#### EXERCISE GOAL:
Please recast the stretch of the listing from the line containing "of the cathedral?" through the line containing "M 545 267 L" as a Markdown table with the columns Row and Listing line, skipping blank lines and leaving the pictures out.

#### DATA SHOWN:

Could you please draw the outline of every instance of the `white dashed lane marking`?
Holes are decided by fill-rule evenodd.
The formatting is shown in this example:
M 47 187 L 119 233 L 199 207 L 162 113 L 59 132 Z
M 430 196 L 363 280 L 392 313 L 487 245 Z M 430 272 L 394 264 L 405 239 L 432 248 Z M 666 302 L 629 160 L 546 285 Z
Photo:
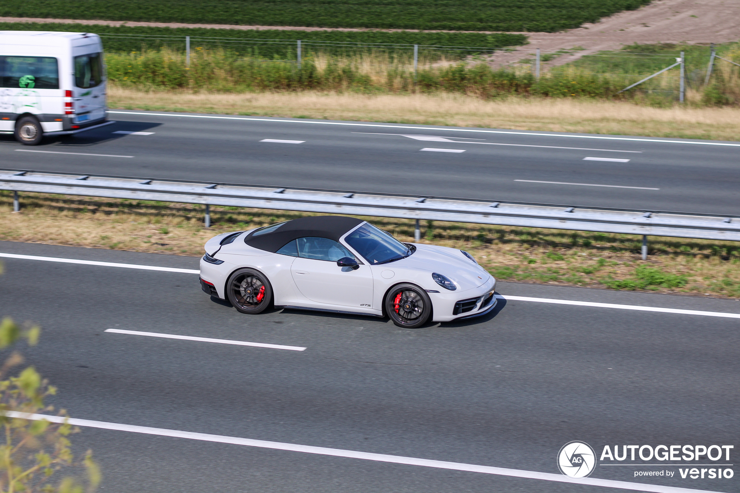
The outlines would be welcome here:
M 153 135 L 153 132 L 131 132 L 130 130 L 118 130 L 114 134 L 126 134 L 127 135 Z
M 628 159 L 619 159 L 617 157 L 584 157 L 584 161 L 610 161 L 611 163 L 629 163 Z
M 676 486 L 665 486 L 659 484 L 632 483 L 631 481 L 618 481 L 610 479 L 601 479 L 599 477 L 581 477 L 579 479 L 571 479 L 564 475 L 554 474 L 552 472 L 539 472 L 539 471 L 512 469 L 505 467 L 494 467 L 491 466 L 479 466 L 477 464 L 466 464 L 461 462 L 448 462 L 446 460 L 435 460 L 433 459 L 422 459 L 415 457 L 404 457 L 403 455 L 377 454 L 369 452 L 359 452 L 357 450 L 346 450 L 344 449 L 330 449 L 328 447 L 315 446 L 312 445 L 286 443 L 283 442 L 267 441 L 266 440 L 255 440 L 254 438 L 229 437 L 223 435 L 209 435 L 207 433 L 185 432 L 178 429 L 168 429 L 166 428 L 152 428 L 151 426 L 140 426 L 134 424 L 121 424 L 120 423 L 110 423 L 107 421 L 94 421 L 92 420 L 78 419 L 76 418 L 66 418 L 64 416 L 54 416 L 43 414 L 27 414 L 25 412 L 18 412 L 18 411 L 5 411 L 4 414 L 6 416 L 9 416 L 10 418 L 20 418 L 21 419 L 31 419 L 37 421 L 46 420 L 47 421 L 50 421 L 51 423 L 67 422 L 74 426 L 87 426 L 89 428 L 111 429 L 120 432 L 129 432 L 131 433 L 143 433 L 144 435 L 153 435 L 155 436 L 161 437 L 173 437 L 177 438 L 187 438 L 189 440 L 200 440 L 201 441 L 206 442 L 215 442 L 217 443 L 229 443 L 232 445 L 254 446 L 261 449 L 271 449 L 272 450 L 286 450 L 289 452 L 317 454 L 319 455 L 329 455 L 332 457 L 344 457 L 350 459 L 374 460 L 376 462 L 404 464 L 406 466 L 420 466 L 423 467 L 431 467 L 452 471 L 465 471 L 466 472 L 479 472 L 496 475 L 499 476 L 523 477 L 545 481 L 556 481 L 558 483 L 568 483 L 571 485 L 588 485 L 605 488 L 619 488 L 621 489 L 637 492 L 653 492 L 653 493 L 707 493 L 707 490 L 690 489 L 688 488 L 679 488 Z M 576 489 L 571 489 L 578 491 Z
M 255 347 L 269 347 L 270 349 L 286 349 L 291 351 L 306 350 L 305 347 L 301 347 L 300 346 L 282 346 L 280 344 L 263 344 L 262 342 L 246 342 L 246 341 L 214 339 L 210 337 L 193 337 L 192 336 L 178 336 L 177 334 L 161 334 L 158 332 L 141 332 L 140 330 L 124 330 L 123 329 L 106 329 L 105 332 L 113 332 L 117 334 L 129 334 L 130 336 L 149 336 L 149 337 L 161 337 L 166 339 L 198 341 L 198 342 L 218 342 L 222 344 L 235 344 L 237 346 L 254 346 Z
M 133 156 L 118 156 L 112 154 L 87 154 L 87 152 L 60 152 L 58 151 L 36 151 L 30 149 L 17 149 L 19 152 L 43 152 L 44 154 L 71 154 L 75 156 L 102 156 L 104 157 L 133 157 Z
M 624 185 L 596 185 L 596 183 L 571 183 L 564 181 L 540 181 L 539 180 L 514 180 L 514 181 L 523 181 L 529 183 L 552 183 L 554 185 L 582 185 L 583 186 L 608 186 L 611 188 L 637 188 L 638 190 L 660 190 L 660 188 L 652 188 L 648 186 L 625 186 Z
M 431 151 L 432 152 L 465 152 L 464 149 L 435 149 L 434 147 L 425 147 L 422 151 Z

==

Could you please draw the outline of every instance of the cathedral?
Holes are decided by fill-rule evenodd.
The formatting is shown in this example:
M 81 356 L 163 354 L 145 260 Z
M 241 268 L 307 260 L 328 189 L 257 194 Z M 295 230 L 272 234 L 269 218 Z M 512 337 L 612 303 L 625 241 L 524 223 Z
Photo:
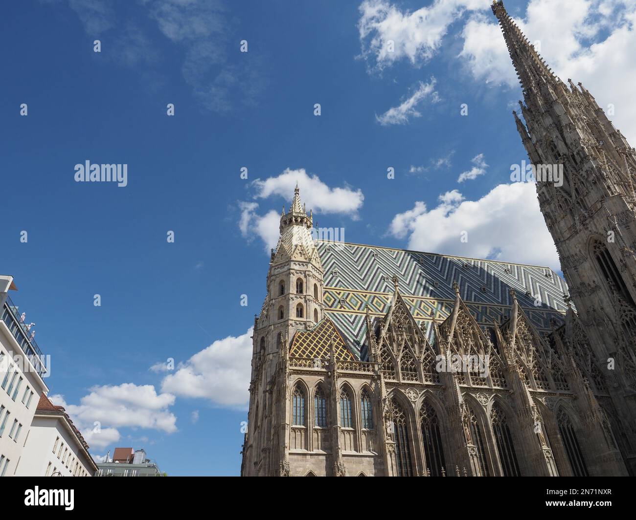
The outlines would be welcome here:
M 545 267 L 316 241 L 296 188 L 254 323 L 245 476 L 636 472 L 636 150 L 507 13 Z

#### WRITTEN SOLUTION:
| Row | Listing line |
|---|---|
| 1 | Could you please draw the outline of every instance of the cathedral? |
| 2 | Holes are decided by fill-rule evenodd. |
| 3 | The formatting is shown in this example: |
| 4 | M 81 356 L 163 354 L 145 260 Z |
| 5 | M 241 268 L 307 260 L 328 189 L 257 194 Z M 295 230 L 272 234 L 269 218 Z M 512 337 L 612 303 L 625 241 L 524 223 Z |
| 6 | Photo: |
| 7 | The outlines would be welcome here: |
| 8 | M 545 267 L 316 241 L 296 188 L 254 323 L 245 476 L 636 472 L 636 150 L 507 13 Z |